▶ **What needs to be done**
Produce a character-for-character copy of the data below.
The input Start Marker
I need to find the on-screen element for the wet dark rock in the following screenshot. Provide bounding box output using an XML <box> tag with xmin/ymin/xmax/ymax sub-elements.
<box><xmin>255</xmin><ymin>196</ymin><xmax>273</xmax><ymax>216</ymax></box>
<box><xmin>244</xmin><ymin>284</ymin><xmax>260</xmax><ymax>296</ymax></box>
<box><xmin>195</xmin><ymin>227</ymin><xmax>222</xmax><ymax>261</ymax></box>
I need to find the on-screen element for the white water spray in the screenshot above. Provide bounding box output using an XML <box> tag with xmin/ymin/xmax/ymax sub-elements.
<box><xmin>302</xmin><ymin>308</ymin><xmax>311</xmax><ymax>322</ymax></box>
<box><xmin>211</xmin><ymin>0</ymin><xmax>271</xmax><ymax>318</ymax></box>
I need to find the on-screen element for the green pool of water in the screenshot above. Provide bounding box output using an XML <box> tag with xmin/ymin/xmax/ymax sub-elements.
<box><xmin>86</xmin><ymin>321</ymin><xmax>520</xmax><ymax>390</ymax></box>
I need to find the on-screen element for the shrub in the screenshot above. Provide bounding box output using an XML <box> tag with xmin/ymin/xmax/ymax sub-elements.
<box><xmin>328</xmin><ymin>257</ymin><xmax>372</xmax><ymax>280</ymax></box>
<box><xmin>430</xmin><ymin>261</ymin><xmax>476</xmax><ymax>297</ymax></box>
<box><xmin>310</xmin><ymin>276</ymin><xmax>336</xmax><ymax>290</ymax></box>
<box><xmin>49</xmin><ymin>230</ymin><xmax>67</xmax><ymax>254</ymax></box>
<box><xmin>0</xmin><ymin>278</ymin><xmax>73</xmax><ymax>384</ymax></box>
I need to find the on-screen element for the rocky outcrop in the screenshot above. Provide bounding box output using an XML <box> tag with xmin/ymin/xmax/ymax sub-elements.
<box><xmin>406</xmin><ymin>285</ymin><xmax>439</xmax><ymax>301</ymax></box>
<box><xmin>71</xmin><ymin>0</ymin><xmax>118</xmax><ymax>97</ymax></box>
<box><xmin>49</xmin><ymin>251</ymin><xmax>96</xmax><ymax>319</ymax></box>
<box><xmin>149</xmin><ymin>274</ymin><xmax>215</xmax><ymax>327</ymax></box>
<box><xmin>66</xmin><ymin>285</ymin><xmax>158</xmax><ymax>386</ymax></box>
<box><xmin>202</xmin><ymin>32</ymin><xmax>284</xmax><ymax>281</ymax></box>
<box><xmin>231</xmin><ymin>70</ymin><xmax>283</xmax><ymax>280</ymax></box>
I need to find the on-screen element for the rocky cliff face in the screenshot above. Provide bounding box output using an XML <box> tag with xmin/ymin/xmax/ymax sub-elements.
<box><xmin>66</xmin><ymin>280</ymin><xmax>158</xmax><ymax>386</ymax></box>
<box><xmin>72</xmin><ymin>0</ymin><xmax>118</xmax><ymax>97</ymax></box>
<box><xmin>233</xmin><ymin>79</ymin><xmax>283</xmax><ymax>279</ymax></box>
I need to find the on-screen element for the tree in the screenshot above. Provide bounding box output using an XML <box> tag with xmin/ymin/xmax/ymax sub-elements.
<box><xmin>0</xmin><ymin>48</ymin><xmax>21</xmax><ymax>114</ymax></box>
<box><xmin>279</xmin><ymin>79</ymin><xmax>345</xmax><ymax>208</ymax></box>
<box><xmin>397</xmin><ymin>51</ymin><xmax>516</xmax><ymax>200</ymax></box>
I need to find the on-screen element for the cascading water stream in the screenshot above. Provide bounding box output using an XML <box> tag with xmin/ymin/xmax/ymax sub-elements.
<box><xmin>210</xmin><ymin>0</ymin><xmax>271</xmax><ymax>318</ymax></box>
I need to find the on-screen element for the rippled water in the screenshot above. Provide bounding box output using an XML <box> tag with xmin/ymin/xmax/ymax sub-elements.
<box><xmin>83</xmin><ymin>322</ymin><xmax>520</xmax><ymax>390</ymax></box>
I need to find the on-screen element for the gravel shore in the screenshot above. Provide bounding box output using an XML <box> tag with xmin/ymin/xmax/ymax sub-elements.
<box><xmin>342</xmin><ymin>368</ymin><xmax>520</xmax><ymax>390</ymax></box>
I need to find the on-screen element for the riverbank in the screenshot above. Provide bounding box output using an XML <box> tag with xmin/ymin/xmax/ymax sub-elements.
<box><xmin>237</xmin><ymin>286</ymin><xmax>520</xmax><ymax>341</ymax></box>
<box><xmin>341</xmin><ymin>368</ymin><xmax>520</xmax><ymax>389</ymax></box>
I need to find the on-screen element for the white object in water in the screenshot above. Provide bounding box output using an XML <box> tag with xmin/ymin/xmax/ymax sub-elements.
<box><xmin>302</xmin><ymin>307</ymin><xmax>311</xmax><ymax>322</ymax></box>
The input End Marker
▶ **Task output**
I need to find the on-screen element for the wet dark rock in the following screenshot. Provide bounding box output using an XML <box> tag with xmin/ymin/xmax/ymax sub-elements.
<box><xmin>255</xmin><ymin>196</ymin><xmax>273</xmax><ymax>216</ymax></box>
<box><xmin>244</xmin><ymin>284</ymin><xmax>260</xmax><ymax>296</ymax></box>
<box><xmin>195</xmin><ymin>227</ymin><xmax>222</xmax><ymax>261</ymax></box>
I need to find the on-screen element for the white water spray in the screenshot above. Provide bounding box output using an XML <box> tag with xmin/ymin/xmax/ymax sub-elements.
<box><xmin>302</xmin><ymin>308</ymin><xmax>311</xmax><ymax>322</ymax></box>
<box><xmin>211</xmin><ymin>0</ymin><xmax>271</xmax><ymax>318</ymax></box>
I need to find the on-screen element for the green pool of water in the screenshot above. Provide bounding box output using an XML <box> tag with xmin/ymin/xmax/ymax sub-elements.
<box><xmin>86</xmin><ymin>321</ymin><xmax>520</xmax><ymax>390</ymax></box>
I need to find the on-screen element for the shrub in the screenshot above. Provide bounding box output using an XML <box> tag with xmin/ymin/xmax/ymax sub-elements.
<box><xmin>328</xmin><ymin>257</ymin><xmax>372</xmax><ymax>280</ymax></box>
<box><xmin>430</xmin><ymin>261</ymin><xmax>476</xmax><ymax>297</ymax></box>
<box><xmin>310</xmin><ymin>276</ymin><xmax>336</xmax><ymax>290</ymax></box>
<box><xmin>49</xmin><ymin>230</ymin><xmax>67</xmax><ymax>254</ymax></box>
<box><xmin>0</xmin><ymin>278</ymin><xmax>73</xmax><ymax>384</ymax></box>
I need to find the on-screen element for the rocky outcrop in the screenshot above. Provide bounding box output using an XML <box> tag with xmin/ymin/xmax/ymax sub-elements.
<box><xmin>406</xmin><ymin>285</ymin><xmax>439</xmax><ymax>301</ymax></box>
<box><xmin>71</xmin><ymin>0</ymin><xmax>118</xmax><ymax>97</ymax></box>
<box><xmin>49</xmin><ymin>251</ymin><xmax>96</xmax><ymax>319</ymax></box>
<box><xmin>149</xmin><ymin>274</ymin><xmax>215</xmax><ymax>327</ymax></box>
<box><xmin>66</xmin><ymin>285</ymin><xmax>158</xmax><ymax>386</ymax></box>
<box><xmin>202</xmin><ymin>32</ymin><xmax>284</xmax><ymax>281</ymax></box>
<box><xmin>231</xmin><ymin>70</ymin><xmax>283</xmax><ymax>280</ymax></box>
I need to find the on-screen element for the rocky cliff face in the screenshot above. Provide bounding box output using an XML <box> tag with xmin/ymin/xmax/ymax sub-elements.
<box><xmin>66</xmin><ymin>280</ymin><xmax>158</xmax><ymax>386</ymax></box>
<box><xmin>72</xmin><ymin>0</ymin><xmax>118</xmax><ymax>97</ymax></box>
<box><xmin>233</xmin><ymin>79</ymin><xmax>283</xmax><ymax>279</ymax></box>
I need to find the on-screen element for the tree in the screenshot above. Provide bounding box output using an XML <box> tag with xmin/ymin/xmax/ymax sub-elements.
<box><xmin>0</xmin><ymin>48</ymin><xmax>21</xmax><ymax>114</ymax></box>
<box><xmin>279</xmin><ymin>79</ymin><xmax>345</xmax><ymax>208</ymax></box>
<box><xmin>397</xmin><ymin>51</ymin><xmax>516</xmax><ymax>200</ymax></box>
I need to find the on-screen element for the cascading water stream in the screenshot above. Provide bounding box output using an XML <box> tag with xmin/ymin/xmax/ymax sub-elements.
<box><xmin>210</xmin><ymin>0</ymin><xmax>271</xmax><ymax>318</ymax></box>
I need to find the on-screen element for the rippled water in the screenshot above. Provide bounding box output using an XML <box> tag with xmin/ymin/xmax/ymax sub-elements.
<box><xmin>83</xmin><ymin>322</ymin><xmax>520</xmax><ymax>390</ymax></box>
I need to find the on-screen element for the gravel shore in the screenshot above. Provide bounding box output using an XML <box> tag with xmin/ymin/xmax/ymax sub-elements.
<box><xmin>342</xmin><ymin>368</ymin><xmax>520</xmax><ymax>390</ymax></box>
I need to find the on-screen element for the riverbank in the screenshot above. Provide bounding box output using an XML <box> tag with xmin/ymin/xmax/ymax sub-elements.
<box><xmin>237</xmin><ymin>286</ymin><xmax>520</xmax><ymax>341</ymax></box>
<box><xmin>341</xmin><ymin>368</ymin><xmax>520</xmax><ymax>389</ymax></box>
I need to find the on-screen element for the white object in water in the screenshot above. Provide bounding box output using an XML <box> tag with xmin/ymin/xmax/ymax sub-elements.
<box><xmin>302</xmin><ymin>307</ymin><xmax>311</xmax><ymax>322</ymax></box>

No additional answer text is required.